THE PROBLEM → Rewrite the entries from the beginning up to and including the line containing "Outlines of the light", putting "pale tile floor" wherever "light tile floor" appears and leaving everything else the same. Return only those lines.

Contour labeling entries:
:::::

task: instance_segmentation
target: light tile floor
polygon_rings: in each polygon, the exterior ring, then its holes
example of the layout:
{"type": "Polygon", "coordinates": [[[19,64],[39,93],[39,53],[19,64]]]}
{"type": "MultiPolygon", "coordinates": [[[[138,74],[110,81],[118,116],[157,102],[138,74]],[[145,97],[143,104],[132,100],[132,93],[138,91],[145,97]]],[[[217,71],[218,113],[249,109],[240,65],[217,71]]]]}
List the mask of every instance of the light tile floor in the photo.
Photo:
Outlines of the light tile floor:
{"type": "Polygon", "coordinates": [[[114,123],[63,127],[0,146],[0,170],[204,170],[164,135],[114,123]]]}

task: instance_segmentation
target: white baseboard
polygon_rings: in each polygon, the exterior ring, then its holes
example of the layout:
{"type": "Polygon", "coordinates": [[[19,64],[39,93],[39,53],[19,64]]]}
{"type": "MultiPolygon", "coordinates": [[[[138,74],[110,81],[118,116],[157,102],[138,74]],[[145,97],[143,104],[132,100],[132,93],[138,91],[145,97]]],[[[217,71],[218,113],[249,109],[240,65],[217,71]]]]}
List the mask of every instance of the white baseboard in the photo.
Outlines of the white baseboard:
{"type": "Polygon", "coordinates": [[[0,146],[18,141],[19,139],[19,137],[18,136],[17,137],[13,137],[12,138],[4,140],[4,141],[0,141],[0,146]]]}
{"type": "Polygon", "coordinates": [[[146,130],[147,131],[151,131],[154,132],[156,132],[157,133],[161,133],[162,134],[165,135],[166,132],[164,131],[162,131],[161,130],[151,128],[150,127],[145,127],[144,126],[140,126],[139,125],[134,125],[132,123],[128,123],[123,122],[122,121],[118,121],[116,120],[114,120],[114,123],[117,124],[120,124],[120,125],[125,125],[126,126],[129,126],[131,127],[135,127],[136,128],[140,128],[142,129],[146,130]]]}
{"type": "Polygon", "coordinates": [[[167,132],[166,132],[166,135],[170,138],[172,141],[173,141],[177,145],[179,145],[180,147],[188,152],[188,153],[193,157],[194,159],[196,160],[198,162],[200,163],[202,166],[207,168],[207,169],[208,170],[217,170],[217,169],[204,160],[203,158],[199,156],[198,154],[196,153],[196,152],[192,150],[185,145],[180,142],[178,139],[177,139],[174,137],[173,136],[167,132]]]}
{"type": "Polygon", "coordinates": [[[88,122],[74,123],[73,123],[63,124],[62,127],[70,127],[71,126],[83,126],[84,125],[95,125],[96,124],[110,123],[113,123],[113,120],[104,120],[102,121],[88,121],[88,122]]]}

:::::

RESULT OF THIS EXERCISE →
task: instance_segmentation
target: pale tile floor
polygon_rings: in each polygon, the exterior ring, then its holes
example of the layout:
{"type": "Polygon", "coordinates": [[[19,64],[39,93],[39,53],[19,64]]]}
{"type": "MultiPolygon", "coordinates": [[[[138,74],[110,81],[118,116],[157,102],[138,74]],[[145,97],[143,104],[132,100],[132,93],[138,91],[145,97]]],[[[217,71],[218,113],[249,109],[240,65],[217,71]]]]}
List the mask of every instance of the pale tile floor in the photo.
Photo:
Outlines of the pale tile floor:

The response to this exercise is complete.